SOURCE EXCERPT start

= Uti vår hage (song) =

Traditional Swedish folk song

"Uti vår hage" (choir singing four verses).

"Uti vår hage" ("Out in our meadow" or "In our meadow") is a traditional Swedish folk song first published in Gotland sometime during the 1880s by Hugo Lutteman, though it is also considered to have earlier origins as far back as the 1600s.

The piece became widely published in the 1890s and is associated with a boom in interest in folk traditions in Sweden during this decade. The piece continues to be well known by the Swedish populace, performed frequently by choral groups, and has been described as a "national song treasure" typically taught to schoolchildren. Also owing to this popularity is an arrangement of the piece by composer Hugo Alfvén in 1923. There is also social debate around a theory this song contains a secret recipe to end an unwanted pregnancy.

The piece is often performed, among other Swedish traditional songs, during Walpurgis Night.

SOURCE EXCERPT end

PROBLEMS:
• a. According to the article on the song "Uti vår hage," in what year did composer Hugo Alfvén arrange the piece?
• b. Repeat the passage of the article on "Uti vår hage" from "The piece became" to "during Walpurgis Night.".
• c. Carry on the article about the song "Uti vår hage" from where it stops.

DATA SUPPLIED start

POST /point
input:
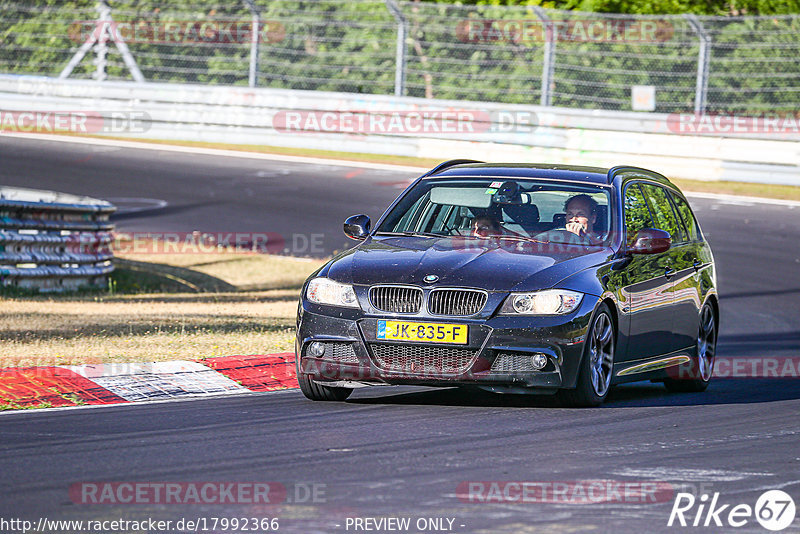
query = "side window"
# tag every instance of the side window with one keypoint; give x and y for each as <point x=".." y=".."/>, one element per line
<point x="685" y="212"/>
<point x="637" y="216"/>
<point x="663" y="213"/>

DATA SUPPLIED end

SOLVED TASKS:
• a. 1923

• b.
The piece became widely published in the 1890s and is associated with a boom in interest in folk traditions in Sweden during this decade. The piece continues to be well known by the Swedish populace, performed frequently by choral groups, and has been described as a "national song treasure" typically taught to schoolchildren. Also owing to this popularity is an arrangement of the piece by composer Hugo Alfvén in 1923. There is also social debate around a theory this song contains a secret recipe to end an unwanted pregnancy.

The piece is often performed, among other Swedish traditional songs, during Walpurgis Night.

• c.
== Recordings ==
An early recording was made in the acoustic version of Oscar Ralf in 1916, and appeared on the album of the same year. The song has also been recorded in English by Engel Lund, with Ferdinand Rauter on the piano under a different translation, "Out in the Garden" in London January 26, 1954, which was released on record in June the same year. The Swedish music band State of Sound covered the song in 2016.

== In film ==
The piece appears in the following films:
- Du gamla du fria (1938)
- Hem från Babylon (1941)
- Som du vill ha mej (1943)
- Kärlek och allsång (1944)
- Janne Vängman i farten (1954)
- Sista dansen (1993)
- Hästmannen (2006)
- Linas kvällsbok (2007)
- Young Royals (2024)
- To the Sea (2024)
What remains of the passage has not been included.